### WHAT IS REQUIRED
Could you copy every line of the data that contains the word "suit"?
────────
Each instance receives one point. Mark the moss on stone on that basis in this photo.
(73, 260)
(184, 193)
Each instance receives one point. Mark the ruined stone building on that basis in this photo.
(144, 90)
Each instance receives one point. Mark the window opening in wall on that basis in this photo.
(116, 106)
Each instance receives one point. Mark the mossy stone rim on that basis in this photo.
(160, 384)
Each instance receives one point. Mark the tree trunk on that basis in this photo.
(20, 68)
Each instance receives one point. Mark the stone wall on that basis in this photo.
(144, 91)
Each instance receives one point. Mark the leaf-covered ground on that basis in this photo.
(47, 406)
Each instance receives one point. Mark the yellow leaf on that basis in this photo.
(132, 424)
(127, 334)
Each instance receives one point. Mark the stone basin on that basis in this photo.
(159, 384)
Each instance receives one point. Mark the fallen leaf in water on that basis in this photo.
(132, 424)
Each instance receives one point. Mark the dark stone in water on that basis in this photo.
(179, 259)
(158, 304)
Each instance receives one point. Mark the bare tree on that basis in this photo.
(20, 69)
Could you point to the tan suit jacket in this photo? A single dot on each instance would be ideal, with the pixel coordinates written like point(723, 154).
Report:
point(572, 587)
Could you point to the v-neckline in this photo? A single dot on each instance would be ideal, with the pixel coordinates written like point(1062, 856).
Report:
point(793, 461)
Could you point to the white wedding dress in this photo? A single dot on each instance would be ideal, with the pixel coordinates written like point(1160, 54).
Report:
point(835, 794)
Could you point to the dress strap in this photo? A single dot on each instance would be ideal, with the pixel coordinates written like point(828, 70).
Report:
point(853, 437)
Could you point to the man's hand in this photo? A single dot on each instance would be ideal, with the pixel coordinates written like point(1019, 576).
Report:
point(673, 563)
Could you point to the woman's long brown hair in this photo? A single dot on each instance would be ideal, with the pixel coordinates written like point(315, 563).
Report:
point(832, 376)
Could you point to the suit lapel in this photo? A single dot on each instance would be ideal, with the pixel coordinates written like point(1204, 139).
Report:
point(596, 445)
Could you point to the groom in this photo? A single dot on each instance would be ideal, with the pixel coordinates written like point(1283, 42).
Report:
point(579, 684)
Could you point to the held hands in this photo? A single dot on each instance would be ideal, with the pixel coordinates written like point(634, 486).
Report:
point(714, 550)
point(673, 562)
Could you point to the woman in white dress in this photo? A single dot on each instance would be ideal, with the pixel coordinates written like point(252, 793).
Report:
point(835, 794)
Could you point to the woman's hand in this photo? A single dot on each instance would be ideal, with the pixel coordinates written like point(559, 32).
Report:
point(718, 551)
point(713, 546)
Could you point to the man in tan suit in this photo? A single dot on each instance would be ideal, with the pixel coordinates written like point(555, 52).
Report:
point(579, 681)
────────
### REPLY TO THE EXERCISE
Could you point to the tan suit jacket in this photo? A single dot on each instance would be ideal, with the pixel coordinates written like point(723, 154).
Could you point to the suit lapel in this photo? A single dot on each instance would be ideal, with the pixel coordinates written like point(1204, 139).
Could you point to the man in tan suit in this photo? A single dot on each instance would be ideal, with the pixel coordinates written like point(555, 52).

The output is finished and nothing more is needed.